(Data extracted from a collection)
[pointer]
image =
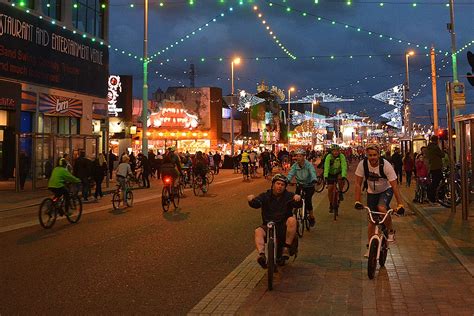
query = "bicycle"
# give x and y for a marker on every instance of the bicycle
(117, 197)
(50, 208)
(378, 244)
(169, 194)
(274, 250)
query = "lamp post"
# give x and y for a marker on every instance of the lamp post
(288, 121)
(235, 61)
(145, 82)
(406, 92)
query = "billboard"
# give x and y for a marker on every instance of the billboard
(36, 51)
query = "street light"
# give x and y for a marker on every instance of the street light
(406, 93)
(235, 61)
(290, 90)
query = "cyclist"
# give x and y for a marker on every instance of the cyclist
(123, 170)
(56, 182)
(305, 176)
(379, 178)
(335, 169)
(244, 160)
(277, 205)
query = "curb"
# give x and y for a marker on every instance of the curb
(442, 236)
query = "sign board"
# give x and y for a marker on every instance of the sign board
(36, 51)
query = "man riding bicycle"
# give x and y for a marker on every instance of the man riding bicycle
(335, 169)
(305, 176)
(380, 180)
(58, 179)
(277, 205)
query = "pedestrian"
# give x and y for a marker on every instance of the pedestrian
(146, 169)
(435, 157)
(408, 166)
(397, 162)
(99, 172)
(24, 168)
(112, 159)
(82, 170)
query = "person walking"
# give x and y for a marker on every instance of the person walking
(82, 170)
(99, 172)
(435, 156)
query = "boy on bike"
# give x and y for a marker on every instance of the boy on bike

▶ _What is being asked_
Transcribe every entry word for word, but omit the pictures.

▶ _Solved problem_
[pointer]
image =
query = "bicycle"
# give x and y for a marker on every instance of the bicycle
(117, 197)
(50, 208)
(378, 244)
(169, 194)
(274, 250)
query = "lamp post"
# give x and y for a marker on every instance of the lamp post
(288, 121)
(235, 61)
(145, 82)
(406, 92)
query = "billboard"
# give x and y for a marker on every instance of the billboard
(36, 51)
query = "street light"
# give x and y for a marker on every instance of the street light
(406, 93)
(235, 61)
(290, 90)
query = "cyclist"
# give x and y for a marker on every instance of the cyclist
(123, 170)
(56, 182)
(305, 176)
(379, 178)
(335, 169)
(244, 160)
(277, 205)
query = "curb"
# give x and y for a marker on every instance of the curb
(442, 236)
query = "sign board"
# give x and y for a marker on every instance of the sign board
(36, 51)
query = "man riding bicycle"
# give x and y for a marker on every instance of the man riding bicycle
(335, 169)
(305, 176)
(380, 180)
(58, 179)
(277, 205)
query = "pedestrian"
# give x and y for a marker on every instance of the pedestrian
(146, 169)
(435, 157)
(408, 166)
(397, 162)
(99, 172)
(24, 168)
(112, 159)
(82, 170)
query = "person walking"
# give x and y for a marker on every instance of the person walking
(82, 170)
(99, 172)
(435, 156)
query = "boy on bike"
# give x and y for a marker on every instance of the boy on bike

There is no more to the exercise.